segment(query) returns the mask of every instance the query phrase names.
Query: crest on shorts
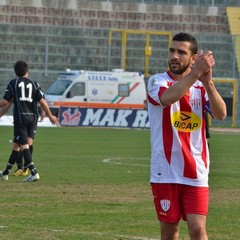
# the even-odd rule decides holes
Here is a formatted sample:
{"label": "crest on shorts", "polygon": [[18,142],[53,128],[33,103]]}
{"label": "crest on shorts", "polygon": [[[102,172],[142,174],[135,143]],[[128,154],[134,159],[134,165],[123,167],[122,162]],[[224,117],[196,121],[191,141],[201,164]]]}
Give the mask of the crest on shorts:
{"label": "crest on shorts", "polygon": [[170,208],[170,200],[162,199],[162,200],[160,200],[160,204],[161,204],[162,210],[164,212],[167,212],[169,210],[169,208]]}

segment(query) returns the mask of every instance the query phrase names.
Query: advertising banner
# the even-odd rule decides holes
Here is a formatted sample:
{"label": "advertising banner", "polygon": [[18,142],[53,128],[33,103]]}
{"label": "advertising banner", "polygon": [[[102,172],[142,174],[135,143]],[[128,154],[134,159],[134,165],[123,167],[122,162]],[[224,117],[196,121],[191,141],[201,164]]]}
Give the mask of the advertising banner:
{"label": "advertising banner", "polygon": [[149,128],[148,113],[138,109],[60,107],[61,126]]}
§ §
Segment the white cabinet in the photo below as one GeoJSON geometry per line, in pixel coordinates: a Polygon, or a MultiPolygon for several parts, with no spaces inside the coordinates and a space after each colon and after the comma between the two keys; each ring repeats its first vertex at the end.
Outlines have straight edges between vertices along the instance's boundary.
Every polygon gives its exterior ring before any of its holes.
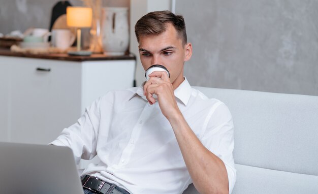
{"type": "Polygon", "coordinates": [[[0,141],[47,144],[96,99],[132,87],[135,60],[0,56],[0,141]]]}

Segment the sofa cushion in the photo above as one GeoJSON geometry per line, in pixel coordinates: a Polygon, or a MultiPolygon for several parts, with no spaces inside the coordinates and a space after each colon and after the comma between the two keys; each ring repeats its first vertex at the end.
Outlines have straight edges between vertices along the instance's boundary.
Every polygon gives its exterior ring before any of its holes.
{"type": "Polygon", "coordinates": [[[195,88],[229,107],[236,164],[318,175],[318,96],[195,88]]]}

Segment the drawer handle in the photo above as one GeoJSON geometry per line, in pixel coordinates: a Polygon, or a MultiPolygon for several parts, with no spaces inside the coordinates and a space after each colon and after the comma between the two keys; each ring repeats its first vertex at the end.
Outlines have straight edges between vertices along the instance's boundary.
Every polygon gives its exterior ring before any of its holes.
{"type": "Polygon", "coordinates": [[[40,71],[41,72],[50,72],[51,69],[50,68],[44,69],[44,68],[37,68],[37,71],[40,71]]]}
§ §
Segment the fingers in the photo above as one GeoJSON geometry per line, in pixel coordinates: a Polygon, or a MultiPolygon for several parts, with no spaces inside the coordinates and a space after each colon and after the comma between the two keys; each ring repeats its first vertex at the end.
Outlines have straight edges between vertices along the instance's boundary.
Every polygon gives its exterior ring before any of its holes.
§ §
→ **Exercise instructions**:
Which lines of the listing above contain the string "vertex", with case counting? Return each of those lines in full.

→ **The result**:
Segment the white cabinet in the photo below as one GeoJSON geometry per line, in pixel coordinates: a Polygon, or a MultiPolygon for several parts, with no spaces inside the coordinates and a space after each colon and after the comma between the two keys; each ring repeats its first vertex at the end.
Segment the sofa cushion in the photo above as one GeoJSON geometry per line, in pixel coordinates: a Polygon, or a MultiPolygon for several parts, with no spaces inside the coordinates and a space after each colon and after the comma between the two keys; each ring repeats its first vertex at the end.
Segment the drawer handle in the photo above as one GeoJSON geometry per line, in pixel coordinates: a Polygon, or a MultiPolygon for several parts, with no spaces inside the coordinates and a space after each colon and after the comma between the two keys; each ring repeats its first vertex at the end.
Segment the fingers in the photo above as one GeoJSON geometry per line, in pixel coordinates: a Polygon, or a MultiPolygon for several parts, with no spaces inside the coordinates and a space after each colon and after the comma between the two keys; each ring repeats its first vertex at the end.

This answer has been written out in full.